[[ Data records, beginning ]]

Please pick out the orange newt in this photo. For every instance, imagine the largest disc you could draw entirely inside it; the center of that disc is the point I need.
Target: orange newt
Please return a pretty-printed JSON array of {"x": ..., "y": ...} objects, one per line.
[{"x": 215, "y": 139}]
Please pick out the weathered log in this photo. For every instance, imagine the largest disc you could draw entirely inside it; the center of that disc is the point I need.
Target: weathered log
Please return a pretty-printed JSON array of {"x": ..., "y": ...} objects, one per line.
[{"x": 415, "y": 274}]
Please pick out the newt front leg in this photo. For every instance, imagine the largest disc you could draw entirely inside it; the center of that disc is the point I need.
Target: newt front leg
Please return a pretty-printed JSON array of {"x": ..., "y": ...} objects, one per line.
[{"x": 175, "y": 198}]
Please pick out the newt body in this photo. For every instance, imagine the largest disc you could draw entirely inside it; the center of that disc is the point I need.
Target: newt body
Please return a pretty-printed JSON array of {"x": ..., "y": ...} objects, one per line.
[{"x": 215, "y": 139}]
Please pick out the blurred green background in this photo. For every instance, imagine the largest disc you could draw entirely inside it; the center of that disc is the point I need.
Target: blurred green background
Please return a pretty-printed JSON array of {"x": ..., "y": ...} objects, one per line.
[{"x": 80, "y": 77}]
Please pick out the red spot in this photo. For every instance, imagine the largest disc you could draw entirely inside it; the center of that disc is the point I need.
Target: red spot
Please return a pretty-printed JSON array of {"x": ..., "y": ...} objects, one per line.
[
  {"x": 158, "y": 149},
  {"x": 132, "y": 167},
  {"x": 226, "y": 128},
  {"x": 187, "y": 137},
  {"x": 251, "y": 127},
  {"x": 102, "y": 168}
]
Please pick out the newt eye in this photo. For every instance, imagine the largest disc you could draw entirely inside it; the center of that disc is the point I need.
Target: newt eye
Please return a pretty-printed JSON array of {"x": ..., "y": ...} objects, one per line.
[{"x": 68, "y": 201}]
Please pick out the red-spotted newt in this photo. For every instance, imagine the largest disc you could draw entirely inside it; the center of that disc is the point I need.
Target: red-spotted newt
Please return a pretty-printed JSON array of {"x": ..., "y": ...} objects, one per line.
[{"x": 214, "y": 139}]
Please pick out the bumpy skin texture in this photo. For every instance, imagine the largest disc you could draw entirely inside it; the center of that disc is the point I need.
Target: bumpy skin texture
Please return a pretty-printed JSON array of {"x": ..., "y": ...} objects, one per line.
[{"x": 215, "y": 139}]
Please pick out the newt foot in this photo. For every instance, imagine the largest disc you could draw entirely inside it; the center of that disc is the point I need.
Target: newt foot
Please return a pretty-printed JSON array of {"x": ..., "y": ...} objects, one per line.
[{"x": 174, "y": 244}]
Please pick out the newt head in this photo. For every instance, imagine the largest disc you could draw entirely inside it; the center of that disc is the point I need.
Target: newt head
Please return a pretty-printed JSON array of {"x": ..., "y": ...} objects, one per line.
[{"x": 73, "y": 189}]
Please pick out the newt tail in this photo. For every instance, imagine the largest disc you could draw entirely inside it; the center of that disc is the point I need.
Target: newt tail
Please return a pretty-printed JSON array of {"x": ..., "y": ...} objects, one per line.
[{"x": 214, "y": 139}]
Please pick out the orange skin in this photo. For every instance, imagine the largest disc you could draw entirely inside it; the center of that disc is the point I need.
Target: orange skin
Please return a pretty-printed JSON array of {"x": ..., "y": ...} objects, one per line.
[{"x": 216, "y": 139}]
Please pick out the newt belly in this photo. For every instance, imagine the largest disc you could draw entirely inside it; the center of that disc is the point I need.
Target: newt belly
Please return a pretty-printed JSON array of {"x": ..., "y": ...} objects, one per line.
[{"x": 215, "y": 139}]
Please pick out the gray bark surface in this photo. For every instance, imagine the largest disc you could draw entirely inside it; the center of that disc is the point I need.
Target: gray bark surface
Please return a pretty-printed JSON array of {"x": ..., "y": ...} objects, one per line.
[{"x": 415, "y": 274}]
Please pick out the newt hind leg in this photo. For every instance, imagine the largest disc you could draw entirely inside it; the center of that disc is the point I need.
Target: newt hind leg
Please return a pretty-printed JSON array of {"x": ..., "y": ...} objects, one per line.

[[ Data records, end ]]

## Task directions
For this exercise, output exactly the lines above from the line with "Target: red spot" to the line with "Target: newt tail", counting both, and leave out the rest.

## Solution for this problem
Target: red spot
Please return a pretty-printed JSON array of {"x": ..., "y": ...} objects, one per line.
[
  {"x": 158, "y": 149},
  {"x": 132, "y": 167},
  {"x": 226, "y": 128},
  {"x": 187, "y": 137},
  {"x": 251, "y": 127},
  {"x": 102, "y": 168}
]
Please pick out the newt eye in this photo. For every instance, imagine the largest disc you could draw entirely inside it; the center of that disc is the point I need.
Target: newt eye
Please return a pretty-printed JSON array of {"x": ..., "y": ...} objects, one per line.
[{"x": 68, "y": 201}]
Please pick out the red-spotted newt in this photo. For every instance, imagine the largest disc you could draw entirely inside it; the center of that disc is the point I need.
Target: red-spotted newt
Please return a pretty-printed JSON array of {"x": ..., "y": ...} objects, one per line.
[{"x": 214, "y": 139}]
Please pick out the bumpy skin texture in this photo. For every instance, imagine the largest disc you could draw entirely inside it; the center of that disc is the point I need.
Target: bumpy skin texture
Please return a pretty-printed JSON array of {"x": ..., "y": ...} objects, one per line.
[{"x": 215, "y": 139}]
Please pick out the newt foot in this photo. For every instance, imagine the largest disc you could draw entirely inside it; the center of that disc is the point I need.
Target: newt foot
Please return a pretty-printed JSON array of {"x": ..., "y": ...} objects, one per line.
[{"x": 174, "y": 244}]
Please pick out the newt head in this photo. For every instance, imagine the largest disc you could draw entirely inside it; the center of that disc is the point I need.
Target: newt head
Please return a pretty-printed JSON array of {"x": ..., "y": ...} objects, one per line.
[{"x": 73, "y": 189}]
Please pick out the newt tail in this photo. For every instance, imagine the largest disc you could draw entirely inside it; the center of that disc is the point I need.
Target: newt tail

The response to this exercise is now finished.